EXERCISES —
1. List the titles of the three figures in the passage on cultural engagement in stability operations, leaving out the credit line.
2. Continue the passage on cultural engagement in stability operations from the point where it ends.

— BEGIN TEXT —

Motivations, cultural biases, and differences in expectations affect mission accomplishment. In nearly all stability or postconflict resolution efforts, there is a mission-related need to influence, motivate, and shape attitudes and capability in order to complete the overall mission and depart. In attempting to influence behaviors, we have often focused on the differences between what we consider acceptable behavior as opposed to what a local tribe, clan, or unit may think. In approaching the issue as an adversary trying to impose our perceptions and values on a society, we lose the opportunity to find and expand on common ground as we focus on dissimilar values. It is essential therefore to find common ground if we are to move forward.

The Boundaries and Limits of Behavior

When building a methodology for stability operations, it is essential to refine both the limits of tolerance as well as the space for cultural diversity of activity. The art of cultural engagement is navigating through unacceptable behavior and deciding what cannot be tolerated, what can be influenced over time, and what will just have to be accepted as part of the cultural landscape. Beyond the range of acceptable behavior is the realm of what we cannot tolerate during stability operations; this unacceptable behavior conflicts with our core values and beliefs (see figure 1).

Figure 1. Conflicting Behavior with Core Values and Beliefs Behavior Concept (Graphic by author)

In this model, behavioral limits as well as freedom of action can be estimated. When two groups come into contact that share very similar core values and beliefs, the shared range of acceptable behavior is quite large (figure 2). Conversely, the area of conflictive behavior is small and at each other’s cultural periphery of the acceptable or unacceptable. Any conflict between red and blue is a periphery issue that is easily resolved without cutting close to the core values and beliefs.

Figure 2. Core Values Closely Aligned (Graphic by author)

A much greater and more common problem for blue exists when a group with very different core values and beliefs is encountered. A much smaller area of commonly acceptable behavior is seen in figure 3. In addition, some of the unacceptable behavior is close to the other group’s core values and beliefs. Just to create a hypothetical example, treatment of dogs as a ceremonial food source might be unacceptable behavior to blue but may be a religious ceremony and fall in very close to fundamental beliefs and values in the red acceptable behavior zone.

Figure 3. Core Values and Beliefs Widely Divergent (Graphic by author)

When red is a group that we find we must influence, our typical focus is on mitigating what we regard as the unacceptable behaviors inside the range of what they regard as culturally acceptable behavior. However, engagement aimed at changing a culturally accepted behavior often causes resentment and indignation, and it can polarize and drive the core values and beliefs of the two groups even further apart.

Where efforts should focus is on shared values, beliefs, and acceptable behaviors, particularly those shared acceptable behaviors close to the red core. This will serve to bring core values closer together over time, bringing more red behaviors into an acceptable zone while bridging divergence. In this construct, some unacceptable behavior must be tolerated, at least for a time, in order to influence, motivate, and shape attitudes over time. For example, over time, the practice of ceremonial dog meals may drift toward the periphery of red’s acceptable behavior, find less adherents to the ceremony, and become less of an issue; however, it is unlikely to ever disappear entirely.

— END TEXT —
— BEGIN DATASET CONTENT —

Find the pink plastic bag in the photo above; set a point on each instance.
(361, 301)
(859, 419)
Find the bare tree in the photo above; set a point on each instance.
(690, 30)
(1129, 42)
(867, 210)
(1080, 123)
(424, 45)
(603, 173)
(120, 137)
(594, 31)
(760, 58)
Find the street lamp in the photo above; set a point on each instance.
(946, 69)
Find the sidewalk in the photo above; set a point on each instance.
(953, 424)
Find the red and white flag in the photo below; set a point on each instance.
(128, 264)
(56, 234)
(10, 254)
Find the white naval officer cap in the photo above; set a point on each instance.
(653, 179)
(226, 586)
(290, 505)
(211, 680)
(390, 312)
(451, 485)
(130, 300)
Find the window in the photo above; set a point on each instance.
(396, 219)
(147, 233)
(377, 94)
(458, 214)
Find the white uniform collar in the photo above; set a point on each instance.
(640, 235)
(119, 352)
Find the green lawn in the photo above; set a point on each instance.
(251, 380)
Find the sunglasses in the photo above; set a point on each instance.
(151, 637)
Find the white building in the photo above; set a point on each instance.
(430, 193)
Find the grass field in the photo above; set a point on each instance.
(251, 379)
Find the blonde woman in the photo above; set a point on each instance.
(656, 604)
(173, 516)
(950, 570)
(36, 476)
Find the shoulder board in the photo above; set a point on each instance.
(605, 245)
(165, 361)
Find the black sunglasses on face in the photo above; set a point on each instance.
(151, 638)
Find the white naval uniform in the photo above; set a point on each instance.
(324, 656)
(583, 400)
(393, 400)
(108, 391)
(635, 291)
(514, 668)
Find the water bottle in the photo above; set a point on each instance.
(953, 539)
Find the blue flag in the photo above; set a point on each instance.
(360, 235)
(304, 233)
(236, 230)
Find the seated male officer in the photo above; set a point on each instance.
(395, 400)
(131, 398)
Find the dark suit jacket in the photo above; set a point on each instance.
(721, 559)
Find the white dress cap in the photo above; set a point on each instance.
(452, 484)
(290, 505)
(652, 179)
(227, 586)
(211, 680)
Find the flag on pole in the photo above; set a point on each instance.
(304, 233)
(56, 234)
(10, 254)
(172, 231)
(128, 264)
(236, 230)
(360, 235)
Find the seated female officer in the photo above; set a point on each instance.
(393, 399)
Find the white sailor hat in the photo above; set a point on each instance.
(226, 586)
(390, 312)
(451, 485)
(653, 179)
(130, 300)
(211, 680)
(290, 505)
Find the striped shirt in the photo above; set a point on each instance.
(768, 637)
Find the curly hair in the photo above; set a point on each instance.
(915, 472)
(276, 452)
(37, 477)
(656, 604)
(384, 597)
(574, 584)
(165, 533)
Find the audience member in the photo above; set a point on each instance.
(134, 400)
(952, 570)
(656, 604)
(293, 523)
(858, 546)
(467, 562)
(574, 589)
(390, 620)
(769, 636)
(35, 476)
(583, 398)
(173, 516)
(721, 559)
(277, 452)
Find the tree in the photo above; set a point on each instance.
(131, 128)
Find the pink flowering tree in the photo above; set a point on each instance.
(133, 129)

— END DATASET CONTENT —

EXERCISE RESPONSES —
1.
Figure 1. Conflicting Behavior with Core Values and Beliefs Behavior Concept
Figure 2. Core Values Closely Aligned
Figure 3. Core Values and Beliefs Widely Divergent

2.
The Martial Law-Civil Law Conundrum

A significant application of the art of cultural navigation is the cultural understanding it takes to simply stand up the agencies of normalcy and restore essential services to a functioning civil authority. The most significant of these services is a functioning law enforcement system. The restoration of other services can be more easily established once civil authorities have control of law and order. The institutions of law enforcement include police, judiciary, and corrections; referred to as the civil authority triad.9 A significant challenge is to understand the cultural underpinnings of civil authority that provide policing as they relate to law enforcement systems operating within a cultural context to support civil authorities.

Let’s face it; many may not understand civil law or the rule of law. As a military force, we establish martial law when trying to bring order to areas we control. During a deployment to Iraq on an advisor mission, I heard a colonel serving as the division judge advocate general state that we had no definition for rule of law, but he would describe it as an absence of chaos. To be fair to the colonel, if the definition of rule of law is googled, a long list of subtle variations is found, including “rule according to law; rule under law; or rule according to a higher law.”10 In practice, we typically establish local legal authorities to process and imprison detainees, and are not looking to establish a host-nation legal system to be subservient to. Therein lies a quandary: how is rule of law established if we are unwilling to be ruled by the rule of law institutions we establish? It is a deeper challenge than one may first realize as, like cultural baggage, there are learned legal norms that people are normally not even aware of. Without realizing it, U.S. forces often maneuver about the hard-won territory newly under their control while demonstrating ignorance of and irreverence for the local legal systems they want to emplace. In order to engender the type of respect toward the rule of law we want to develop, it is imperative we ask ourselves what example are we setting, and what lessons are we teaching to those who are standing up and partnering with us?

Further complicating matters is that staff legal expertise necessary to guide the development of law enforcement capability is often directed to other efforts. For example, how often are staff judge advocate officers assigned as a primary mission to become experts in host-nation legal code? Instead, they are often kept occupied with processing damage claims, trying Uniform Code of Military Justice cases, or acting as liaison officers in the civil-military operations center. In Iraq, “major problems ensued because so many international specialists did not understand the Iraqi criminal justice system and the policies, procedures, and nuances required to make things happen in an appropriate fashion.”11 With no shared definition of rule of law and ignorance of the local criminal justice system, it should be no surprise that there are challenges to establishing a professional police force.

At the brigade-combat-team level, the only organic military police are the provost marshal (a captain) and two noncommissioned officers.12 But, in postconflict, if not sooner, military leaders will find themselves with the task to establish security and rule of law, which then requires them to understand the fundamentals of local policing as it may be some time before professional policing advisors arrive.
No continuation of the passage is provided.